Exercise goal
Pick out and copy every line of the records below that contains the string "snow", matching case exactly.

[Records from a data source]
◇ ◇ ◇ ◇

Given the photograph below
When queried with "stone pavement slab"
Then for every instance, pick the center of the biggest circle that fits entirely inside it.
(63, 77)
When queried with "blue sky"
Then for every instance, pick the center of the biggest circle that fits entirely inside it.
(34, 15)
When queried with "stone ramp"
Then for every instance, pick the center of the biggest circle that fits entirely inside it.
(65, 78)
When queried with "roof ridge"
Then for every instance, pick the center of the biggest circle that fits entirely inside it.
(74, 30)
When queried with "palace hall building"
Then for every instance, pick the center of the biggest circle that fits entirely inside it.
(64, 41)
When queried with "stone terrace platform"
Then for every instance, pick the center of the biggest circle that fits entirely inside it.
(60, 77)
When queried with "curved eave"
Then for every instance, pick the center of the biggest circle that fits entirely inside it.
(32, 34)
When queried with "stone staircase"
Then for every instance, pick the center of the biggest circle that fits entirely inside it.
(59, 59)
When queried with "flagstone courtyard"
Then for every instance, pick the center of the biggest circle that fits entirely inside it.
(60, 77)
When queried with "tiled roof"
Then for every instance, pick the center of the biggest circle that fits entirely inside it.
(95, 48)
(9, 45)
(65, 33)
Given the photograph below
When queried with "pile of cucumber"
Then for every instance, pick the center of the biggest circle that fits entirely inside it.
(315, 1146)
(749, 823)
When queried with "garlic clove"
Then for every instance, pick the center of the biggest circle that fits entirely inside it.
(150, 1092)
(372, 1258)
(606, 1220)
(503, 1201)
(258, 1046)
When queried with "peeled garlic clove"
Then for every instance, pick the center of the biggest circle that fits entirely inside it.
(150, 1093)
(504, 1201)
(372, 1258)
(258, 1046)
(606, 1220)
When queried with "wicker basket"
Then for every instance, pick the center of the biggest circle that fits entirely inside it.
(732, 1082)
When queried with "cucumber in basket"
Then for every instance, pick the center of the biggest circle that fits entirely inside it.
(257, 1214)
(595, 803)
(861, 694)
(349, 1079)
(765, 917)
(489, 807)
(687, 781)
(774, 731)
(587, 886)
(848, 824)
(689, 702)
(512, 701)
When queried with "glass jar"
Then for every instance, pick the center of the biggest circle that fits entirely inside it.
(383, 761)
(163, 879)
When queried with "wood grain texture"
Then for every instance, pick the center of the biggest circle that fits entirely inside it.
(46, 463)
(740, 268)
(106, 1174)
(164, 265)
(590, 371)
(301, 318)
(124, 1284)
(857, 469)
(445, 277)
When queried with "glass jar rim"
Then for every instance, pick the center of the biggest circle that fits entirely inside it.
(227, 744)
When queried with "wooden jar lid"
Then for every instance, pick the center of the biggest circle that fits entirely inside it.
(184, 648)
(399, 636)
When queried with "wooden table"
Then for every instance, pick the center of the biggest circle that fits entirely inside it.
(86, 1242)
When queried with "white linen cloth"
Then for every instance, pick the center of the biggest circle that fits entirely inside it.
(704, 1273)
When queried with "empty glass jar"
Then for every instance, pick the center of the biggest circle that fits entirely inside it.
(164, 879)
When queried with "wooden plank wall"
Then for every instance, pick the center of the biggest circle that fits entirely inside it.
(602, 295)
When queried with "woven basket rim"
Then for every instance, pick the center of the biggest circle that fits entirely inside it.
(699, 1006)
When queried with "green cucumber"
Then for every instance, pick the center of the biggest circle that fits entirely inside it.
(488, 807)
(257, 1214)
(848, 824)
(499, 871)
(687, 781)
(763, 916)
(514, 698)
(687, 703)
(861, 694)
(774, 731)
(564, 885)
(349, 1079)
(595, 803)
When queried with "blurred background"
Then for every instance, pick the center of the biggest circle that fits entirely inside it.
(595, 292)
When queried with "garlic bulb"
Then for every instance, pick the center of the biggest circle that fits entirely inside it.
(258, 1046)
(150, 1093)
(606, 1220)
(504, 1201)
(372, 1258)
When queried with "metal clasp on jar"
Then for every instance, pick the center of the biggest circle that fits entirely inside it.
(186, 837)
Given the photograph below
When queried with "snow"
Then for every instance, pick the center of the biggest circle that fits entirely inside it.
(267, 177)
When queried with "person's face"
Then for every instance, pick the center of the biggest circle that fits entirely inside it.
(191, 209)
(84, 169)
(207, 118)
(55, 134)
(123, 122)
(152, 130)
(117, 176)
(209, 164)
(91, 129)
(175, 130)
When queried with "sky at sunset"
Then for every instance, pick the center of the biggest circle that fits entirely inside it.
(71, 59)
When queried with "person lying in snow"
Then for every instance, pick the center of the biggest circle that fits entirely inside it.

◇ ◇ ◇ ◇

The solution
When queried with "snow"
When queried with "person lying in snow"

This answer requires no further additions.